» Problem statement: Your answer should reproduce the full set of records exactly as given.

[Data entries]
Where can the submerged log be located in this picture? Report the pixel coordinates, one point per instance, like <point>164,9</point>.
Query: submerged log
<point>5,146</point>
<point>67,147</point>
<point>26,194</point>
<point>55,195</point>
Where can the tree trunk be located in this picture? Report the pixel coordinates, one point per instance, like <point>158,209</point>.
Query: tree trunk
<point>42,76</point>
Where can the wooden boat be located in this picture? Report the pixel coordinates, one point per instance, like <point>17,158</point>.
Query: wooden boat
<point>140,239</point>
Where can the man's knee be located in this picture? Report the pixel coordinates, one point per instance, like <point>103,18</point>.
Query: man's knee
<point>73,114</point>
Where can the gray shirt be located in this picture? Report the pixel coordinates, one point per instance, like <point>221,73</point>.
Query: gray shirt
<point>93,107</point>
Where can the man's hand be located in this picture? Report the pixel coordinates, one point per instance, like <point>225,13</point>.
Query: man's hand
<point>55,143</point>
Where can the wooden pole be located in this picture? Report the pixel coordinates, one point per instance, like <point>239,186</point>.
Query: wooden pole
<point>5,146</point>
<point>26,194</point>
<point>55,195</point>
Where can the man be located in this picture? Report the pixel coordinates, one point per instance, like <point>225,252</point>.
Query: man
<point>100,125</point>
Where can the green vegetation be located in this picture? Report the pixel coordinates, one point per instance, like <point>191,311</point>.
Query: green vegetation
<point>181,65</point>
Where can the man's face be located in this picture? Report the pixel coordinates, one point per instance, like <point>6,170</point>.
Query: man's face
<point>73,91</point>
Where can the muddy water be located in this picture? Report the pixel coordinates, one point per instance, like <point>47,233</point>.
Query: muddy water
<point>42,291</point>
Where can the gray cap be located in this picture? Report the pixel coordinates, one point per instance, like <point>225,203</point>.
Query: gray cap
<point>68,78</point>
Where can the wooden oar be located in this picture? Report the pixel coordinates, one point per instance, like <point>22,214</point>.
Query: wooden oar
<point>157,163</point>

» Task response:
Where can the submerged log be located in this picture? Report the pixel coordinates, one point per instance, like <point>164,9</point>.
Query: submerged log
<point>5,146</point>
<point>67,147</point>
<point>26,194</point>
<point>55,195</point>
Where can the tree trunk be located in this picture? Report the pixel coordinates, one point per instance, like <point>158,209</point>.
Query: tree trunk
<point>42,76</point>
Where can the wooden boat be located in this picture? Report the pixel coordinates, one point per instance, like <point>17,158</point>.
Query: wooden boat
<point>140,239</point>
Where can the man's knee be located in this picture? Report the pixel coordinates, one point per instance, like <point>103,18</point>.
Query: man's knee
<point>73,114</point>
Where can the gray shirt be located in this picture? Report the pixel coordinates, one point per instance, like <point>221,73</point>.
Query: gray shirt
<point>93,107</point>
Where can the man's hand be located in this picture? Report the pixel coordinates, one point per instance, like <point>225,13</point>.
Query: man's hand
<point>55,143</point>
Where can the wooden pole be located in this picture? Report the pixel coordinates, one point per instance, like <point>239,186</point>.
Query: wooden pole
<point>5,146</point>
<point>26,194</point>
<point>55,195</point>
Where can the man be located in this picture? Report the pixel coordinates, one point per instance, like <point>225,252</point>.
Query: man
<point>100,125</point>
Where can the green vegetation be located in this picture? Report the pixel coordinates, one point per instance, like <point>191,311</point>.
Query: green vegetation
<point>181,65</point>
Where can the man's face be located in this picture? Report the pixel coordinates, one point per instance, like <point>6,170</point>.
Query: man's face
<point>73,91</point>
Where can the muddy water be located in this picture? Report the pixel coordinates, one point per instance, like <point>47,233</point>.
Query: muddy water
<point>42,291</point>
Where can the gray cap be located in this picture? Report the pixel coordinates, one point per instance, like <point>225,203</point>.
Query: gray cap
<point>68,78</point>
Where can the wooden oar be located in this picture? Report the pixel coordinates, one point per instance, like <point>22,214</point>.
Query: wooden oar
<point>157,163</point>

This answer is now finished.